:: Exercise text ::

I believe we can learn something about our reaction to COVID-19 from the challenges I and other Marines confronted as we prepared for war in Iraq in the early 90s. Most of what I’m going to tell comes from the time I spent with members of the 3rd Marine Expeditionary Force, which recently  returned from Kuwait.

While there were stories of oil well fires and captured Iraqi soldiers, what was on the minds of most was the possibility that they’d been exposed to chemical weapons. This fear arose because they were forced to don chemical protective gear each time Iraq launched a Scud missile over them and into Saudi Arabia, where units providing support were positioned. When condensate fell from those missiles, or it simply rained while they passed overhead, testing was done on what small pools of liquid could be found in an effort to ensure no chemical agents were dropped before the “all clear” was given. Unfortunately, that was sometimes delayed as antifreeze and petroleum residue occasionally triggered false positives.

:::
:: Given records ::

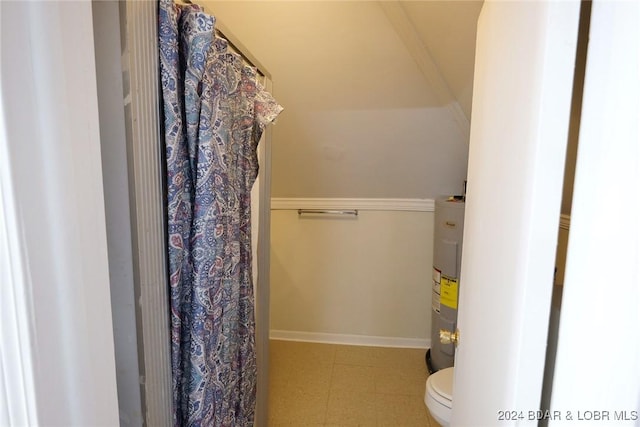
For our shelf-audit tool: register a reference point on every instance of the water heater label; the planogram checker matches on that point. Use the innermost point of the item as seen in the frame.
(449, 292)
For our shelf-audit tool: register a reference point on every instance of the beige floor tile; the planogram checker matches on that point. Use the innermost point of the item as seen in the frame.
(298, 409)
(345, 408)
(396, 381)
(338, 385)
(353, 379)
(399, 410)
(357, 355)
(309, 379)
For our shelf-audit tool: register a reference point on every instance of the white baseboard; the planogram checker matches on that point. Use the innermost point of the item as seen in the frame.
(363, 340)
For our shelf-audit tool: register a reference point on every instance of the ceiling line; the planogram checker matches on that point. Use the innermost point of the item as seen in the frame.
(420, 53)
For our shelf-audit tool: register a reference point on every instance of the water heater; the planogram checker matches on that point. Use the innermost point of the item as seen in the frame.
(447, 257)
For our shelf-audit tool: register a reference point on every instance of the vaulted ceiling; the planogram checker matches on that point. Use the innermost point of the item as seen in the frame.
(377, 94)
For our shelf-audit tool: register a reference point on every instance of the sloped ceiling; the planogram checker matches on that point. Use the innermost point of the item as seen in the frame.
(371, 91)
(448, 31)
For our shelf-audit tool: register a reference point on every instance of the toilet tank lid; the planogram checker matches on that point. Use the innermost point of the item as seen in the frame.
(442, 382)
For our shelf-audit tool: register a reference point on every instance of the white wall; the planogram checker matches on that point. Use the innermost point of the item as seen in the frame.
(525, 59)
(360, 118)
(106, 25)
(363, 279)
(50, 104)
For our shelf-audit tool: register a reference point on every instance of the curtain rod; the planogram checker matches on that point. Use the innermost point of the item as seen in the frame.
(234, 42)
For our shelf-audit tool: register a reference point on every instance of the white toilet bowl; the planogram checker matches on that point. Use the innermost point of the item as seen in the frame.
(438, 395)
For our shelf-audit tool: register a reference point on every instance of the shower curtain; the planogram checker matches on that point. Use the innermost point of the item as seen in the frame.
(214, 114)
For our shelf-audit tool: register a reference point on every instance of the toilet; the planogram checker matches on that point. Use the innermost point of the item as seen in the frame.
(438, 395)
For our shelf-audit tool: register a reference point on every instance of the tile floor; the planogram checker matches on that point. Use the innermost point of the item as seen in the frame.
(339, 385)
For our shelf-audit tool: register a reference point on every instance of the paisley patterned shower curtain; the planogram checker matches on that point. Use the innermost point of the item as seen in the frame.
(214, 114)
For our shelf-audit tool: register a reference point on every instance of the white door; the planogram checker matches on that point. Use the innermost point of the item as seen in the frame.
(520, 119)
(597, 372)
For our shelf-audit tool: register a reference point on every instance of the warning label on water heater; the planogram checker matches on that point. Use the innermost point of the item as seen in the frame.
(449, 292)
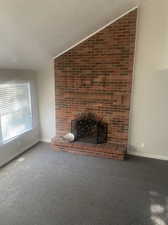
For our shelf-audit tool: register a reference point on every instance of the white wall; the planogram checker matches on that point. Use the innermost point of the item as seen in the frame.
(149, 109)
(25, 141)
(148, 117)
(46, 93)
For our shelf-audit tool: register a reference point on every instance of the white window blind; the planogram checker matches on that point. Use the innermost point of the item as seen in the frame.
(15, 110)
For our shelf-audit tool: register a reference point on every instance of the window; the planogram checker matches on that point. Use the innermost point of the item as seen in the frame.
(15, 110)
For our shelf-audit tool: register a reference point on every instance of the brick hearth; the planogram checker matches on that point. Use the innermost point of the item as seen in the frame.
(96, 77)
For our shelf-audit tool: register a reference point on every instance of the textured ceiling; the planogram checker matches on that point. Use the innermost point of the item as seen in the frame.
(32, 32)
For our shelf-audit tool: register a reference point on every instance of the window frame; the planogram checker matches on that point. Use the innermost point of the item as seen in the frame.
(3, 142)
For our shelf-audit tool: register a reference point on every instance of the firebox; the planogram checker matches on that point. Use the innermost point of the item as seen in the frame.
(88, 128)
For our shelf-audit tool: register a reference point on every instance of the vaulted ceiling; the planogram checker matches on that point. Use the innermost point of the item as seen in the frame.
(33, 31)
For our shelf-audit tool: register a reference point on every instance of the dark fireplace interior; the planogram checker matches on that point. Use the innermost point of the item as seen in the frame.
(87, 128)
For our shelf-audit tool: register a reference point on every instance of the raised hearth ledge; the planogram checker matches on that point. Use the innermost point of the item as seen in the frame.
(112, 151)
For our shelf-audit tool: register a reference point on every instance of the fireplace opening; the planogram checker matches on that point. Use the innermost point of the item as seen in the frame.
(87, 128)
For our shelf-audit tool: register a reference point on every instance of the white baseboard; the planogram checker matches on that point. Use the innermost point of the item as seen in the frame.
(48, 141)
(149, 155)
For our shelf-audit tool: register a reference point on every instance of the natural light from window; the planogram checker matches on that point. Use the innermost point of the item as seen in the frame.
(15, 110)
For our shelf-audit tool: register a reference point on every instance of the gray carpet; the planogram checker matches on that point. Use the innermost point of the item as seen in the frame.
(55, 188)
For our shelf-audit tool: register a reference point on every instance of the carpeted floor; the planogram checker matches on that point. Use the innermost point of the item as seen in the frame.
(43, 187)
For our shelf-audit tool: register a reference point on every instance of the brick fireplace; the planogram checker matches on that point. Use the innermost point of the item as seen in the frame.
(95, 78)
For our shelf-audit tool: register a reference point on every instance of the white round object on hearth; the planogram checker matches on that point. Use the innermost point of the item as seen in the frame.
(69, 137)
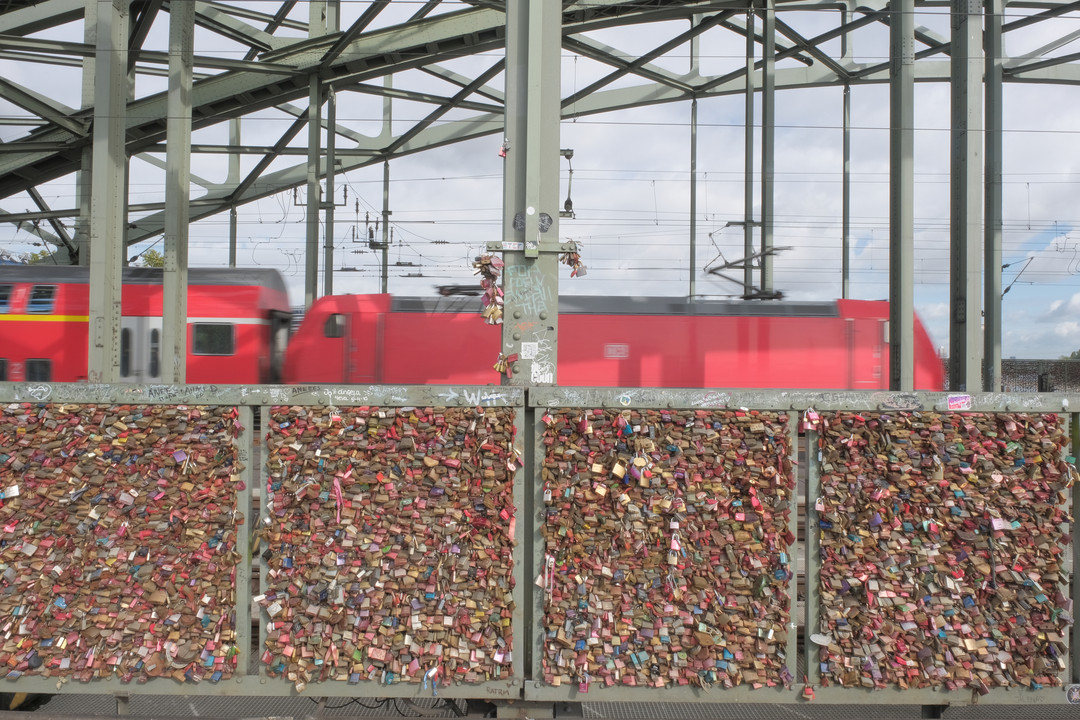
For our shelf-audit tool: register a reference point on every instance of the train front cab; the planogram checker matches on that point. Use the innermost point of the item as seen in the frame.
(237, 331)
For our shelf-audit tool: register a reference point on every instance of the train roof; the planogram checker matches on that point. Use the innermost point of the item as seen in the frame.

:::

- [Requirement]
Resume the Marine's account of chemical-weapons fears during the Gulf War, starting right after its last sentence about false positives.

- [Response]
Living with that fear was difficult, even for those who didn’t experience it directly. It caused many to wonder if the symptoms they and others experienced thereafter were the result of exposure, the immunizations provided to prepare us for deployment, or PTSD. Those who couldn’t accept and process those fears decided to stop trusting instead. Many hesitated to accept vaccinations developed to protect us after that, just as many hesitate to accept the COVID-19 vaccine today.